▶ Document extract
□ □ □ □ □

Physical characteristics
- • location: Pictou Harbour (sub-basin of Northumberland Strait
- • coordinates: 45°39′38″N 62°42′15″W﻿ / ﻿45.66056°N 62.70417°W
- • elevation: sea level
- Length: 57 km (35 mi)
- Basin size: 547 km^{2} (211 sq mi)

= East River of Pictou =

The East River of Pictou is a Canadian river located in Pictou County, Nova Scotia.

The river has a meander length of approximately 57 km and a watershed having an area of approximately 547 km2. It rises at Hunters Lake in the community of Eden Lake. It discharges into Pictou Harbour which is a sub-basin of the Northumberland Strait. It is an estuary for approximately 12 km from Pictou Harbour to New Glasgow and is currently navigable for small pleasure craft for approximately 10 km.

The majority of the watershed is heavily forested. The lower valley, running approximately 20 km from Pictou Harbour experiences the majority of human impact.

□ □ □ □ □

▶ What you will do
Continue the passage about the East River of Pictou from its last sentence.

□ □ □ □ □

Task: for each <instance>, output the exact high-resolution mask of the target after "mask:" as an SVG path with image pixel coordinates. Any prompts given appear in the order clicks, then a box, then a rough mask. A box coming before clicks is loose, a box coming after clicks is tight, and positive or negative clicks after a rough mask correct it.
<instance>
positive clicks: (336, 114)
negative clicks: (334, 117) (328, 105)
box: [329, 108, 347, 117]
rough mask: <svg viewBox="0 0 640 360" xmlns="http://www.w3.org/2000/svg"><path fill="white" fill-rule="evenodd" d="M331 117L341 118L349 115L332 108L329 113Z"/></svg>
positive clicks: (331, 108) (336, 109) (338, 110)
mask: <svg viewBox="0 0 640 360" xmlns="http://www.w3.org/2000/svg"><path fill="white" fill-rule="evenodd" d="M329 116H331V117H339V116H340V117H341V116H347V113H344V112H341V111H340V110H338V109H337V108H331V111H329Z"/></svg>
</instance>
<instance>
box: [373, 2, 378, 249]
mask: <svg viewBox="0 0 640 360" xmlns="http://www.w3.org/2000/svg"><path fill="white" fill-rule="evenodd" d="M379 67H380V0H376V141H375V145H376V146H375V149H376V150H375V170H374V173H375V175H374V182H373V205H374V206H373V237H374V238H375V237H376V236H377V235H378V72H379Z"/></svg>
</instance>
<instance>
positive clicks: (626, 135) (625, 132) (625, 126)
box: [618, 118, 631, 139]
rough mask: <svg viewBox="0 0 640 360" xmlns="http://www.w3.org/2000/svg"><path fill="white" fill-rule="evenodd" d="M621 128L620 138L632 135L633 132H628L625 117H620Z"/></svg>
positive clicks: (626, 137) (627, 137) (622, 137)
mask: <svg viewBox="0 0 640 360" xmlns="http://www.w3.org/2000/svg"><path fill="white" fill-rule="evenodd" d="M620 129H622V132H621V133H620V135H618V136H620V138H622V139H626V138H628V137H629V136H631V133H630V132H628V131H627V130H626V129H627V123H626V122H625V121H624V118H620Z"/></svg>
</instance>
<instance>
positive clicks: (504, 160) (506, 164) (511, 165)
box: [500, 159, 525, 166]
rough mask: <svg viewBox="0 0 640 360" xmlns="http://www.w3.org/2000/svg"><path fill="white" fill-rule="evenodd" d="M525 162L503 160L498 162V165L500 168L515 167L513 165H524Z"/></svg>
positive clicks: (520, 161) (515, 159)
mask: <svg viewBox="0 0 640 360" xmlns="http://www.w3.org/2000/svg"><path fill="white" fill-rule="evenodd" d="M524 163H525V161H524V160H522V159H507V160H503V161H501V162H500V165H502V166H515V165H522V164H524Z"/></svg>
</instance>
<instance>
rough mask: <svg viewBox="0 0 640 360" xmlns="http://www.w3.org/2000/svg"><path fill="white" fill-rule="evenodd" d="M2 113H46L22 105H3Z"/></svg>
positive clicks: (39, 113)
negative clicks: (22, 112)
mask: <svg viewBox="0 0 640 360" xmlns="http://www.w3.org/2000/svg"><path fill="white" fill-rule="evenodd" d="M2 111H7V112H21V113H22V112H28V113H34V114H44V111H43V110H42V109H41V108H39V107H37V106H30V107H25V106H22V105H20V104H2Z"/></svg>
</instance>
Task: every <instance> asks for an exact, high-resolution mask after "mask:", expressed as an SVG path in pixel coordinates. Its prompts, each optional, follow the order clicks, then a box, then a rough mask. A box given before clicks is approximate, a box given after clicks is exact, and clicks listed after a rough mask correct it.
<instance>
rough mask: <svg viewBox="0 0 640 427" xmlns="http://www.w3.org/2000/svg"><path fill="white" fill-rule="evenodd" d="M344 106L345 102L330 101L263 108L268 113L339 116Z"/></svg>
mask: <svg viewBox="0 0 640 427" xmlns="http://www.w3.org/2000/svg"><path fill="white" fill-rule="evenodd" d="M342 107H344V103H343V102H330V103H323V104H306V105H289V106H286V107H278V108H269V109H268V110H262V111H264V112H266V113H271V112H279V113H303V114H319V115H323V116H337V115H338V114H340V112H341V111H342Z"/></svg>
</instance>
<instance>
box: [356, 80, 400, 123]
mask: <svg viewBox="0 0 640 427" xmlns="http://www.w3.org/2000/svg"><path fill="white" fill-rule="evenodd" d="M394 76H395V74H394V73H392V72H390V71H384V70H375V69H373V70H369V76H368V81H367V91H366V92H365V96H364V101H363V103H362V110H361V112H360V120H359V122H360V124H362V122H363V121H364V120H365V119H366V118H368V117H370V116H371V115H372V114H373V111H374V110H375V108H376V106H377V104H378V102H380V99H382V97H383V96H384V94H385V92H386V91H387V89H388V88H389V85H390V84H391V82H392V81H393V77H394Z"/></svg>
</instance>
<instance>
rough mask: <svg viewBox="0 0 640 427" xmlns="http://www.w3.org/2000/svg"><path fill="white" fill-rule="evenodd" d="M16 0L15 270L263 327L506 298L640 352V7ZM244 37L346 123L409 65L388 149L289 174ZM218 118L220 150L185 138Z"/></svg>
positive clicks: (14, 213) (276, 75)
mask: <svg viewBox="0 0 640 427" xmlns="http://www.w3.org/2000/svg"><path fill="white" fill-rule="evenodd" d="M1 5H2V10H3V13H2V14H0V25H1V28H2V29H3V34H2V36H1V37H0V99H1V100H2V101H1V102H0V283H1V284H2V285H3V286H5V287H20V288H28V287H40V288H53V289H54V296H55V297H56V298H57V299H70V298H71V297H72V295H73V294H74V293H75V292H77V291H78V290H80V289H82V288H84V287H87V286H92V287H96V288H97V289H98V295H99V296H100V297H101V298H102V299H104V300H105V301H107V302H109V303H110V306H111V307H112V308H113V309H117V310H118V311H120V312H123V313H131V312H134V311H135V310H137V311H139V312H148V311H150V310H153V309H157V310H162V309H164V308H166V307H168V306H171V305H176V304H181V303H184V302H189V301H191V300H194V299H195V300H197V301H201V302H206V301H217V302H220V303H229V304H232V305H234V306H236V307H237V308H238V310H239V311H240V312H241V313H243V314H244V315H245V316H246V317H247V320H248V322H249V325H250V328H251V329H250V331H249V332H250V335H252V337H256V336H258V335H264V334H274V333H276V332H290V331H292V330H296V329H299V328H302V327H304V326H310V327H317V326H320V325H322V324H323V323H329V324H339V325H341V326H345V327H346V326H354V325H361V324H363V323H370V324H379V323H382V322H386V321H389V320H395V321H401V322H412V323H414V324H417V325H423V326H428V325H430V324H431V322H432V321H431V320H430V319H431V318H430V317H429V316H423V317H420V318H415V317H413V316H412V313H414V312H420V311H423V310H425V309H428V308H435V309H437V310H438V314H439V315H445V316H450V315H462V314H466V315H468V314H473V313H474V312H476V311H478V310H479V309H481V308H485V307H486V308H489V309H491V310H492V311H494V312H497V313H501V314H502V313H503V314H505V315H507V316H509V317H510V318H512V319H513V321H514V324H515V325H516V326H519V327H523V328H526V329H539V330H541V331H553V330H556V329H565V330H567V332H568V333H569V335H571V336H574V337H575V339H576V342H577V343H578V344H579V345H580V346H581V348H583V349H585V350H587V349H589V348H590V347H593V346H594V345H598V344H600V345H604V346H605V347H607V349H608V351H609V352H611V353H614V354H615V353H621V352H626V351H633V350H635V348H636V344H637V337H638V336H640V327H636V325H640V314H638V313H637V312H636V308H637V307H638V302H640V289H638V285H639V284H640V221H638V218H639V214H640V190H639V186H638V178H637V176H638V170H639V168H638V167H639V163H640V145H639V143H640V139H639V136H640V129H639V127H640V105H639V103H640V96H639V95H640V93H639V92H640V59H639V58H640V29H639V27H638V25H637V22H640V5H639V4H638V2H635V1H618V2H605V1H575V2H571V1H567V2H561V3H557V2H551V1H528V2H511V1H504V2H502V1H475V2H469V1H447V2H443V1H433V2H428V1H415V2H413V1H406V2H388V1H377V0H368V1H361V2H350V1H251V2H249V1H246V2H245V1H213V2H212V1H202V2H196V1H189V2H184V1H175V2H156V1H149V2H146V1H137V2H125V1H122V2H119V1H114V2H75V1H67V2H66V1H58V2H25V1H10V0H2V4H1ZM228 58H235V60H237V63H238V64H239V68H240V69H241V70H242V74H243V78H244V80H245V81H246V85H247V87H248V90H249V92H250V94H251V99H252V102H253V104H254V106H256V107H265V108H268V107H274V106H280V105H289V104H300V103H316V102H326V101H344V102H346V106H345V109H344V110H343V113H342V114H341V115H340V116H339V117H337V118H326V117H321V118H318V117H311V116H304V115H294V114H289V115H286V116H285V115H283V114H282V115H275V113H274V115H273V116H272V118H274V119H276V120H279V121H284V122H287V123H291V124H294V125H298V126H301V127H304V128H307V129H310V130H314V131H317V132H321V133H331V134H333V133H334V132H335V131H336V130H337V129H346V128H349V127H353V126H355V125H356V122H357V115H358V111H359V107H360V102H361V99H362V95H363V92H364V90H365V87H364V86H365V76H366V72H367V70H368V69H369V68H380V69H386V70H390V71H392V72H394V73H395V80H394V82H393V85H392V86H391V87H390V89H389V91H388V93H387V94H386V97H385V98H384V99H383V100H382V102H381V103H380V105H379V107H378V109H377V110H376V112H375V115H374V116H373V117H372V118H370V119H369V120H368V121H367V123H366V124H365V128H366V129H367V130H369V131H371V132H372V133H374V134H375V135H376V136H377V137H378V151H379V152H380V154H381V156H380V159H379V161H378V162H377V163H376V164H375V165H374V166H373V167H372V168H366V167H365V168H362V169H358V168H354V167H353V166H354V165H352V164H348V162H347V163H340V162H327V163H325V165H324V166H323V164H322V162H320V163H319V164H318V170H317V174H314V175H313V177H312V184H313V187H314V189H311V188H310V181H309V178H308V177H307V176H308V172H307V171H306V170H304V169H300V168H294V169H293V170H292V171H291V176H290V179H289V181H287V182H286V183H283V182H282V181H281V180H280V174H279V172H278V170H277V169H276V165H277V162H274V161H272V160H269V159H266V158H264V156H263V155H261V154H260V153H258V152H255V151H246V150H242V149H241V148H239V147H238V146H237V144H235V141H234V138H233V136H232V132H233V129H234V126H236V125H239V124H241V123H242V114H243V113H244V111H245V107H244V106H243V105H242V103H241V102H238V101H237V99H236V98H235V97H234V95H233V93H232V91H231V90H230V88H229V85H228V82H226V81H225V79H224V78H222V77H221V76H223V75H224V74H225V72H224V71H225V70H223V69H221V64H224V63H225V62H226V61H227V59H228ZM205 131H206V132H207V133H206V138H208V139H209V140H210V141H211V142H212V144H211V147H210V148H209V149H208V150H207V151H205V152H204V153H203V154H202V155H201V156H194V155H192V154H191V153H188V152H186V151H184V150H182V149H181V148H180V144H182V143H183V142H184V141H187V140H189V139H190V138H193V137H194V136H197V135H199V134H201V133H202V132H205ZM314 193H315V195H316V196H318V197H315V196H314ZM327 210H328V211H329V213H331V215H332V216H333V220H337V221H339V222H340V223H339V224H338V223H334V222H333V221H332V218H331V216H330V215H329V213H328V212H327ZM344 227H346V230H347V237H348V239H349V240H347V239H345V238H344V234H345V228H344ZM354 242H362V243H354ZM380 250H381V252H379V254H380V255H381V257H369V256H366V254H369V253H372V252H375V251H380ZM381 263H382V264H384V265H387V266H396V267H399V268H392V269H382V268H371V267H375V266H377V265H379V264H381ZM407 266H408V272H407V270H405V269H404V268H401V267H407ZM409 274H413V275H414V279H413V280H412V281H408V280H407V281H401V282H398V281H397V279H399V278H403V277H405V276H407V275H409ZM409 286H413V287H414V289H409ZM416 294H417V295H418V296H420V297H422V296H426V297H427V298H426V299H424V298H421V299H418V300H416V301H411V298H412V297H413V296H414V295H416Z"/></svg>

□ □ □ □ □

▶ Exercise response
The valley is tied to Nova Scotia's, and Canada's, earliest industrial activity since the discovery in 1798 of what is now known as the Pictou Coalfield in the Carboniferous Stellarton Basin. Large-scale underground coal mining commenced along the river valley in 1827 under the General Mining Association and lasted until the explosion at the Westray Mine in 1992; small scale open pit mining has continued since 1992. The nation's first steel fabrication facility was founded in 1872 in Trenton, spurred in part by the availability of local coal and partly by the transportation opportunities provided by the navigable portion of the river and the arrival in 1867 of the Nova Scotia Railway.

==Communities==
(from source to mouth)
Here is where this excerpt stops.